◆ **Text provided**
Derrick Rose will have surgery on his right knee Monday, and the Chicago Bulls don't yet know how long they'll be without their star guard this time.
Rose headed home to Chicago while the Bulls went back to work Sunday, facing the Los Angeles Clippers in their first game since Rose tore cartilage in his knee in Portland on Friday night.
Chicago coach Tom Thibodeau said the Bulls won't know how long the 2011 NBA MVP will be sidelined until Rose and team physician Brian Cole decide how to fix Rose's knee.
"We're hoping for the best," Thibodeau said. "We, of course, feel very badly for Derrick. He's in good spirits, about as well as can be expected under the circumstances, and he's already thinking about his rehab. Typical Derrick. He's concerned about his team, his teammates."
Rose has a medial meniscus tear, which is typically less serious than a lateral tear. Some athletes miss only a few weeks after surgery on meniscus tears, while others miss several months.
The Bulls understandably won't speculate on a return date until they learn more about the injury, which often can't be fully evaluated until surgery is performed — but if Rose needs to have his meniscus reattached, he could be out until spring or longer.
Sadly, the Bulls' core has ample experience playing without Rose.

◆ **What is being asked**
Please copy the article about Derrick Rose's knee surgery above in full, word for word.

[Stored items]
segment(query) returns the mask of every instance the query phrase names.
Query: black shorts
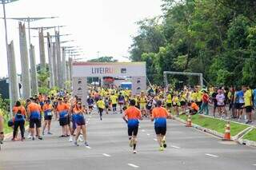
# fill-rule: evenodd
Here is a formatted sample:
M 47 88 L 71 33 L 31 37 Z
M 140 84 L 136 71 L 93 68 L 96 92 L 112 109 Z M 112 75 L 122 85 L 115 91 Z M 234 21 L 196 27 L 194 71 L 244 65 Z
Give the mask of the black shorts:
M 128 126 L 128 136 L 137 136 L 138 134 L 138 126 Z
M 45 115 L 45 120 L 46 121 L 51 121 L 53 116 L 47 116 L 47 115 Z
M 60 118 L 59 119 L 59 125 L 60 126 L 65 126 L 68 125 L 68 120 L 67 117 L 66 118 Z
M 234 103 L 234 107 L 235 109 L 240 109 L 240 104 L 239 103 Z
M 249 105 L 246 106 L 246 113 L 251 113 L 253 111 L 253 107 Z
M 40 119 L 30 119 L 30 128 L 41 128 L 41 120 Z
M 166 106 L 167 106 L 167 108 L 171 108 L 171 103 L 167 103 Z
M 154 127 L 155 134 L 163 135 L 166 134 L 166 127 Z
M 182 105 L 182 106 L 186 105 L 186 101 L 181 101 L 181 105 Z
M 116 108 L 117 107 L 117 104 L 112 104 L 112 108 Z

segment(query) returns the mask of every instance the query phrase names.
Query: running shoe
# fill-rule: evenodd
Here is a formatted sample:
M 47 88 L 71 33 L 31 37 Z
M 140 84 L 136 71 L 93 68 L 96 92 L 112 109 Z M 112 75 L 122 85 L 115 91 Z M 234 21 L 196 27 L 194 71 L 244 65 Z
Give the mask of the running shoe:
M 31 136 L 30 134 L 29 134 L 29 135 L 27 136 L 27 138 L 28 138 L 28 139 L 32 139 L 32 136 Z
M 163 151 L 163 148 L 160 147 L 159 151 Z
M 69 140 L 70 142 L 73 142 L 73 139 L 72 139 L 72 136 L 70 136 L 70 140 Z
M 86 146 L 89 146 L 88 142 L 85 142 Z
M 166 148 L 167 147 L 167 144 L 166 144 L 166 140 L 162 140 L 162 143 L 163 148 Z

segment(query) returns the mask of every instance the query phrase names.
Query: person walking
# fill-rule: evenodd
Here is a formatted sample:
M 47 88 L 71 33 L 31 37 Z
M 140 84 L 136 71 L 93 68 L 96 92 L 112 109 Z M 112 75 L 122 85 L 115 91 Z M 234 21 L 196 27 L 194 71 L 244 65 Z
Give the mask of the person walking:
M 129 144 L 133 147 L 133 152 L 137 153 L 137 135 L 138 131 L 139 120 L 142 120 L 141 111 L 135 107 L 136 101 L 132 99 L 130 101 L 130 107 L 126 109 L 122 119 L 126 122 L 128 127 Z
M 159 151 L 163 151 L 167 147 L 166 143 L 166 118 L 170 115 L 167 110 L 162 107 L 162 101 L 157 101 L 157 107 L 152 110 L 151 121 L 154 121 L 154 130 L 159 144 Z

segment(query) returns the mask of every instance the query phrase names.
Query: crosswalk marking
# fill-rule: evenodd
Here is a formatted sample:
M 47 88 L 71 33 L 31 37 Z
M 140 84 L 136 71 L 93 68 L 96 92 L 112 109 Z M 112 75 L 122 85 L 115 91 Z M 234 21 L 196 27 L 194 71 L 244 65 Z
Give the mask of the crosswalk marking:
M 128 164 L 129 166 L 133 167 L 133 168 L 138 168 L 139 166 L 137 166 L 136 164 Z
M 211 157 L 218 157 L 218 156 L 215 156 L 213 154 L 210 154 L 210 153 L 206 153 L 206 156 L 211 156 Z

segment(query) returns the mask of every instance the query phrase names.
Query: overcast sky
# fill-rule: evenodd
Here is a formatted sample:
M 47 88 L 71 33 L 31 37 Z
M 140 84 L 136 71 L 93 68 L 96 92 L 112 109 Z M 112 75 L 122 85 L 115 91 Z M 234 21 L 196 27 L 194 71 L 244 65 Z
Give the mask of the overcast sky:
M 75 40 L 65 45 L 81 46 L 84 60 L 96 57 L 99 51 L 100 56 L 113 56 L 119 61 L 126 61 L 122 56 L 129 55 L 131 36 L 138 31 L 135 22 L 161 15 L 161 0 L 19 0 L 6 5 L 6 17 L 58 16 L 57 19 L 32 22 L 31 27 L 67 26 L 61 28 L 60 34 L 72 35 L 62 37 L 61 41 Z M 2 6 L 0 7 L 0 15 L 3 17 Z M 14 41 L 17 70 L 20 73 L 18 26 L 18 21 L 7 20 L 8 39 Z M 7 61 L 3 20 L 0 20 L 0 77 L 5 77 Z M 50 33 L 54 32 L 50 30 Z M 37 36 L 38 31 L 31 30 L 31 35 Z M 38 38 L 32 38 L 31 42 L 35 45 L 38 63 Z

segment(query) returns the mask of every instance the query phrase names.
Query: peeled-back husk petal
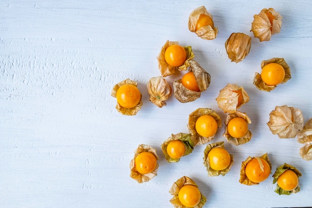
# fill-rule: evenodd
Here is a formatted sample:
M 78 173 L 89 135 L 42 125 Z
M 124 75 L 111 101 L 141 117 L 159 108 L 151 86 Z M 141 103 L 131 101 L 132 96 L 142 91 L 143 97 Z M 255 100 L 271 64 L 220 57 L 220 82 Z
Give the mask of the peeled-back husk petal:
M 138 183 L 140 184 L 144 182 L 147 182 L 155 176 L 157 176 L 157 171 L 158 171 L 158 167 L 159 166 L 157 163 L 156 165 L 155 169 L 151 173 L 147 174 L 141 174 L 139 173 L 136 169 L 136 167 L 135 166 L 135 161 L 136 158 L 137 158 L 137 157 L 140 153 L 143 152 L 149 152 L 155 156 L 156 160 L 159 160 L 156 149 L 154 149 L 151 146 L 145 144 L 141 144 L 139 145 L 138 148 L 137 148 L 134 152 L 134 158 L 131 160 L 131 161 L 130 162 L 130 177 L 135 180 L 137 181 Z
M 186 60 L 183 64 L 179 66 L 172 66 L 168 64 L 164 58 L 164 52 L 168 47 L 171 45 L 178 44 L 178 43 L 177 41 L 169 41 L 169 40 L 167 40 L 165 43 L 161 47 L 160 52 L 158 56 L 157 56 L 158 67 L 160 71 L 161 76 L 164 77 L 175 74 L 176 70 L 181 71 L 187 69 L 187 67 L 189 66 L 188 61 L 192 59 L 195 56 L 192 50 L 192 47 L 190 46 L 185 46 L 183 47 L 183 48 L 185 49 L 185 51 L 186 52 Z
M 243 100 L 239 105 L 238 97 L 239 94 L 234 91 L 241 90 L 243 95 Z M 249 101 L 249 96 L 243 87 L 237 84 L 227 84 L 221 90 L 216 98 L 218 106 L 224 113 L 235 113 L 236 109 Z
M 159 108 L 166 105 L 165 101 L 170 97 L 172 90 L 165 79 L 160 76 L 152 77 L 148 82 L 147 87 L 151 102 Z
M 187 176 L 183 176 L 174 182 L 170 189 L 170 190 L 169 190 L 169 193 L 170 194 L 173 196 L 173 197 L 170 200 L 170 202 L 175 208 L 186 208 L 180 202 L 178 196 L 180 189 L 185 185 L 193 185 L 197 188 L 198 188 L 196 183 Z M 199 202 L 199 203 L 197 205 L 194 207 L 193 208 L 202 208 L 206 201 L 207 199 L 201 194 L 200 202 Z
M 129 78 L 128 78 L 124 81 L 122 81 L 114 86 L 113 89 L 112 90 L 111 95 L 114 97 L 116 97 L 116 94 L 119 88 L 125 84 L 132 84 L 137 87 L 138 86 L 138 82 L 131 80 Z M 125 115 L 126 116 L 134 116 L 136 115 L 140 109 L 141 109 L 142 105 L 143 105 L 143 102 L 142 102 L 142 94 L 141 93 L 140 94 L 141 95 L 141 97 L 140 99 L 140 102 L 136 106 L 131 108 L 124 108 L 117 102 L 117 104 L 116 107 L 117 111 L 122 114 Z
M 220 147 L 221 148 L 224 148 L 224 142 L 220 142 L 213 144 L 208 144 L 207 145 L 207 146 L 205 148 L 204 150 L 204 157 L 203 159 L 204 160 L 204 166 L 206 167 L 207 171 L 208 172 L 208 176 L 212 177 L 212 176 L 218 176 L 220 174 L 223 176 L 224 176 L 225 174 L 228 173 L 231 170 L 231 168 L 234 163 L 234 160 L 233 158 L 233 155 L 230 154 L 230 156 L 231 157 L 231 162 L 230 163 L 230 165 L 227 167 L 225 169 L 223 170 L 222 171 L 216 171 L 215 170 L 212 169 L 210 166 L 209 164 L 209 159 L 208 157 L 208 154 L 209 152 L 213 149 L 215 147 Z
M 204 137 L 199 135 L 196 131 L 195 126 L 196 121 L 199 117 L 204 115 L 208 115 L 213 117 L 217 122 L 218 128 L 221 128 L 222 126 L 221 117 L 213 110 L 209 108 L 198 108 L 193 111 L 188 117 L 187 128 L 188 128 L 189 134 L 191 135 L 195 146 L 206 144 L 212 140 L 214 138 L 215 135 L 212 135 L 209 137 Z
M 304 118 L 302 111 L 286 105 L 276 106 L 270 113 L 270 121 L 267 123 L 273 134 L 281 139 L 293 138 L 303 130 Z
M 252 134 L 251 132 L 248 130 L 247 133 L 241 138 L 236 138 L 231 136 L 227 129 L 227 124 L 231 119 L 235 117 L 240 117 L 244 119 L 248 124 L 251 123 L 251 120 L 246 113 L 242 113 L 239 111 L 236 111 L 235 113 L 227 115 L 225 119 L 225 121 L 224 122 L 225 126 L 224 127 L 224 133 L 222 134 L 222 136 L 225 138 L 228 142 L 238 146 L 249 142 L 252 137 Z
M 218 30 L 218 27 L 210 25 L 202 27 L 197 30 L 195 29 L 198 18 L 200 14 L 203 14 L 208 15 L 213 21 L 212 15 L 207 11 L 204 6 L 199 6 L 194 9 L 188 17 L 188 29 L 192 32 L 195 32 L 198 37 L 205 40 L 212 40 L 217 37 Z

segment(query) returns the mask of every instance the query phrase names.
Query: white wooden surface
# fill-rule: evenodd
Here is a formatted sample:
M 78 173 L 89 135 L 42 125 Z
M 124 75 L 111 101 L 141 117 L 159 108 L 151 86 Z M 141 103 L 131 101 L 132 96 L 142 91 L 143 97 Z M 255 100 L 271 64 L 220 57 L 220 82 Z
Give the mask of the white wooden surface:
M 218 27 L 204 40 L 187 28 L 190 12 L 204 5 Z M 284 17 L 281 32 L 260 42 L 250 31 L 253 15 L 272 7 Z M 312 206 L 312 162 L 303 160 L 296 139 L 281 140 L 266 123 L 277 105 L 312 117 L 312 4 L 308 0 L 2 0 L 0 2 L 0 207 L 170 208 L 168 191 L 183 176 L 207 198 L 205 207 Z M 224 42 L 233 32 L 253 37 L 248 56 L 231 62 Z M 201 97 L 180 103 L 174 96 L 158 108 L 146 87 L 160 75 L 156 56 L 166 40 L 191 45 L 211 76 Z M 271 92 L 253 84 L 262 60 L 284 57 L 292 78 Z M 172 84 L 181 74 L 166 77 Z M 144 105 L 135 116 L 115 109 L 113 85 L 139 82 Z M 221 115 L 215 98 L 227 83 L 243 86 L 250 101 L 241 110 L 252 123 L 252 140 L 225 143 L 234 162 L 224 177 L 207 177 L 206 145 L 168 164 L 160 145 L 171 134 L 188 133 L 188 115 L 199 107 Z M 225 141 L 223 129 L 212 142 Z M 129 164 L 139 144 L 157 150 L 158 176 L 139 184 Z M 239 182 L 242 161 L 268 152 L 272 172 L 284 163 L 302 172 L 301 191 L 274 193 L 272 175 L 258 186 Z

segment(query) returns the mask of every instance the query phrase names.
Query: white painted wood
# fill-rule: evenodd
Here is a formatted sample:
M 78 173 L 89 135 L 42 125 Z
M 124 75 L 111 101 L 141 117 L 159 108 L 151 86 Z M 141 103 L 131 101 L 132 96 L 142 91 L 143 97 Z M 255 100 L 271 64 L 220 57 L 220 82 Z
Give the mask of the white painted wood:
M 204 5 L 219 30 L 204 40 L 187 28 L 190 12 Z M 270 41 L 253 37 L 241 62 L 231 62 L 224 42 L 233 32 L 250 31 L 253 15 L 272 7 L 283 16 Z M 312 165 L 303 160 L 296 139 L 281 140 L 266 124 L 277 105 L 312 117 L 312 4 L 306 0 L 2 0 L 0 2 L 0 207 L 169 208 L 171 186 L 192 178 L 207 198 L 205 207 L 312 206 Z M 166 40 L 191 45 L 211 76 L 201 97 L 180 103 L 174 96 L 162 108 L 149 101 L 146 84 L 160 75 L 156 56 Z M 262 60 L 284 57 L 292 78 L 271 92 L 253 84 Z M 181 74 L 166 78 L 172 84 Z M 139 82 L 144 105 L 135 116 L 115 109 L 113 85 Z M 206 145 L 177 164 L 164 159 L 160 144 L 171 134 L 187 133 L 188 115 L 212 108 L 227 83 L 244 87 L 254 136 L 243 145 L 225 143 L 235 164 L 224 177 L 208 178 L 202 164 Z M 213 142 L 225 141 L 219 129 Z M 158 176 L 139 184 L 129 164 L 140 144 L 157 149 Z M 284 163 L 302 172 L 301 191 L 274 192 L 271 176 L 258 186 L 239 182 L 242 161 L 268 152 L 274 172 Z M 272 175 L 271 175 L 272 176 Z

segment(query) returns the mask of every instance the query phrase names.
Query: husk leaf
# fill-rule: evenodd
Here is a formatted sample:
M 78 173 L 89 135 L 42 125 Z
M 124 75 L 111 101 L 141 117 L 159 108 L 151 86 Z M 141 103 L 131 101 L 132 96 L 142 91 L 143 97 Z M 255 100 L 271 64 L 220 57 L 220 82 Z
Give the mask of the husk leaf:
M 275 18 L 271 24 L 267 13 L 271 13 Z M 263 9 L 259 14 L 254 15 L 254 20 L 251 23 L 251 30 L 255 37 L 260 41 L 268 41 L 271 35 L 278 33 L 282 26 L 283 17 L 274 8 Z
M 231 61 L 238 63 L 249 53 L 251 37 L 246 34 L 233 32 L 225 41 L 225 49 Z
M 130 177 L 140 184 L 144 182 L 147 182 L 157 176 L 157 171 L 158 171 L 158 167 L 159 166 L 157 163 L 155 169 L 152 172 L 147 174 L 141 174 L 139 173 L 138 171 L 137 171 L 135 166 L 135 160 L 136 158 L 137 158 L 140 153 L 143 152 L 149 152 L 155 156 L 156 160 L 159 160 L 156 149 L 145 144 L 139 145 L 138 148 L 137 148 L 134 152 L 134 158 L 131 160 L 130 162 Z
M 291 69 L 283 58 L 272 58 L 269 60 L 264 60 L 261 62 L 261 69 L 271 63 L 276 63 L 281 65 L 284 70 L 285 71 L 285 77 L 281 84 L 284 84 L 289 80 L 292 78 L 292 75 L 291 73 Z M 259 73 L 256 72 L 255 74 L 255 77 L 254 77 L 254 84 L 256 85 L 256 87 L 260 90 L 266 91 L 270 92 L 270 91 L 275 89 L 277 87 L 276 85 L 268 85 L 266 84 L 261 78 L 261 75 Z
M 242 92 L 243 100 L 238 105 L 239 94 L 233 91 L 238 90 Z M 239 87 L 237 84 L 227 84 L 224 88 L 220 90 L 216 100 L 219 107 L 224 113 L 235 113 L 237 109 L 249 101 L 249 96 L 243 87 Z
M 202 27 L 197 30 L 195 29 L 199 15 L 203 14 L 209 16 L 213 21 L 212 15 L 207 11 L 204 6 L 199 6 L 194 9 L 188 17 L 188 29 L 192 32 L 195 32 L 198 37 L 205 40 L 212 40 L 217 37 L 218 30 L 218 27 L 210 25 Z
M 115 85 L 113 87 L 111 95 L 113 97 L 116 98 L 116 93 L 117 93 L 117 91 L 118 91 L 119 88 L 123 85 L 128 84 L 132 84 L 133 85 L 135 85 L 136 87 L 138 86 L 138 82 L 135 81 L 131 80 L 130 79 L 128 78 L 124 81 L 122 81 L 121 82 L 118 83 L 117 84 Z M 131 108 L 124 108 L 117 102 L 117 105 L 116 107 L 117 111 L 122 114 L 125 115 L 126 116 L 134 116 L 136 115 L 140 110 L 140 109 L 141 109 L 141 107 L 143 105 L 143 102 L 142 102 L 142 94 L 141 94 L 141 97 L 140 98 L 140 102 L 139 102 L 138 105 L 137 105 L 137 106 Z
M 183 176 L 174 182 L 170 189 L 170 190 L 169 190 L 169 193 L 171 195 L 173 196 L 173 197 L 172 197 L 172 198 L 170 200 L 170 202 L 175 208 L 187 208 L 182 205 L 181 202 L 180 202 L 178 195 L 179 194 L 180 189 L 181 189 L 183 186 L 188 185 L 195 186 L 196 187 L 198 188 L 196 183 L 195 183 L 195 182 L 187 176 Z M 197 206 L 194 207 L 193 208 L 202 208 L 206 203 L 206 201 L 207 199 L 202 194 L 200 202 L 199 202 L 199 203 Z
M 194 149 L 194 143 L 191 139 L 191 136 L 188 134 L 179 133 L 176 134 L 171 134 L 171 136 L 169 137 L 161 144 L 161 150 L 164 156 L 164 158 L 168 163 L 177 163 L 181 158 L 174 159 L 171 158 L 167 152 L 167 147 L 170 142 L 174 140 L 180 140 L 183 142 L 185 147 L 185 153 L 183 157 L 190 154 Z
M 193 51 L 192 50 L 192 47 L 190 46 L 183 46 L 183 48 L 185 49 L 185 51 L 186 52 L 186 60 L 184 64 L 180 66 L 172 66 L 168 64 L 164 58 L 164 52 L 168 47 L 171 45 L 178 44 L 178 42 L 177 41 L 169 41 L 169 40 L 167 40 L 165 43 L 161 47 L 160 52 L 158 56 L 157 56 L 158 67 L 160 71 L 161 76 L 164 77 L 175 74 L 176 70 L 181 71 L 186 70 L 187 67 L 189 66 L 188 61 L 195 57 L 195 55 L 194 55 Z
M 204 137 L 199 135 L 196 131 L 196 128 L 195 128 L 196 121 L 199 117 L 204 115 L 208 115 L 213 117 L 217 122 L 218 128 L 221 128 L 222 126 L 221 117 L 213 110 L 209 108 L 198 108 L 193 111 L 188 117 L 187 128 L 188 128 L 189 134 L 191 135 L 192 140 L 195 146 L 206 144 L 210 142 L 213 139 L 215 136 L 213 135 L 209 137 Z
M 247 164 L 250 162 L 251 160 L 254 158 L 256 158 L 256 157 L 251 157 L 250 156 L 248 157 L 247 159 L 245 161 L 243 161 L 242 163 L 242 166 L 241 167 L 240 171 L 240 177 L 239 179 L 239 183 L 242 184 L 247 185 L 247 186 L 252 186 L 252 185 L 257 185 L 259 184 L 259 183 L 253 182 L 250 181 L 246 175 L 246 172 L 245 172 L 245 169 L 246 168 L 246 166 L 247 165 Z M 268 162 L 269 165 L 270 166 L 270 168 L 272 170 L 272 166 L 271 164 L 271 162 L 270 161 L 270 159 L 268 156 L 268 153 L 265 153 L 262 156 L 260 157 L 260 158 L 262 158 L 266 161 Z
M 227 124 L 231 119 L 235 117 L 240 117 L 244 119 L 248 124 L 251 123 L 251 120 L 246 113 L 242 113 L 239 111 L 236 111 L 235 113 L 227 115 L 225 119 L 225 121 L 224 122 L 225 126 L 224 127 L 224 133 L 222 134 L 222 136 L 225 138 L 229 143 L 238 146 L 249 142 L 252 137 L 252 134 L 251 132 L 248 130 L 247 133 L 241 138 L 235 138 L 231 136 L 227 129 Z
M 215 147 L 221 147 L 224 149 L 224 142 L 220 142 L 216 143 L 208 144 L 207 145 L 206 148 L 205 148 L 205 150 L 204 150 L 204 157 L 203 158 L 203 159 L 204 160 L 203 164 L 207 169 L 207 171 L 208 172 L 208 176 L 209 177 L 212 176 L 218 176 L 220 174 L 222 175 L 223 176 L 224 176 L 225 174 L 226 174 L 231 170 L 232 165 L 234 163 L 233 155 L 230 154 L 230 156 L 231 157 L 231 162 L 230 163 L 230 165 L 229 165 L 229 166 L 228 166 L 228 167 L 224 170 L 223 170 L 222 171 L 216 171 L 215 170 L 213 170 L 211 168 L 210 168 L 210 166 L 209 164 L 209 159 L 208 157 L 208 154 L 209 154 L 210 150 L 211 150 L 213 148 Z
M 147 84 L 150 101 L 159 108 L 166 105 L 165 102 L 171 95 L 171 88 L 165 79 L 160 76 L 152 77 Z
M 303 130 L 304 122 L 301 110 L 285 105 L 275 107 L 270 113 L 267 124 L 273 134 L 281 139 L 288 139 L 295 138 Z
M 295 173 L 297 175 L 298 178 L 302 176 L 301 173 L 299 172 L 295 167 L 292 166 L 290 165 L 289 165 L 287 163 L 284 163 L 284 165 L 280 166 L 279 167 L 276 169 L 276 171 L 274 174 L 272 176 L 272 177 L 274 178 L 273 179 L 273 184 L 275 184 L 280 177 L 284 172 L 288 170 L 291 170 L 294 171 Z M 276 189 L 275 189 L 275 192 L 278 193 L 280 195 L 289 195 L 292 193 L 297 193 L 300 191 L 300 187 L 298 185 L 294 190 L 292 191 L 286 191 L 282 189 L 280 186 L 277 184 L 276 185 Z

◆ **Response to this task**
Derrick Rose will have surgery on his right knee Monday, and the Chicago Bulls don't yet know how long they'll be without their star guard this time.
Rose headed home to Chicago while the Bulls went back to work Sunday, facing the Los Angeles Clippers in their first game since Rose tore cartilage in his knee in Portland on Friday night.
Chicago coach Tom Thibodeau said the Bulls won't know how long the 2011 NBA MVP will be sidelined until Rose and team physician Brian Cole decide how to fix Rose's knee.
"We're hoping for the best," Thibodeau said. "We, of course, feel very badly for Derrick. He's in good spirits, about as well as can be expected under the circumstances, and he's already thinking about his rehab. Typical Derrick. He's concerned about his team, his teammates."
Rose has a medial meniscus tear, which is typically less serious than a lateral tear. Some athletes miss only a few weeks after surgery on meniscus tears, while others miss several months.
The Bulls understandably won't speculate on a return date until they learn more about the injury, which often can't be fully evaluated until surgery is performed — but if Rose needs to have his meniscus reattached, he could be out until spring or longer.
Sadly, the Bulls' core has ample experience playing without Rose.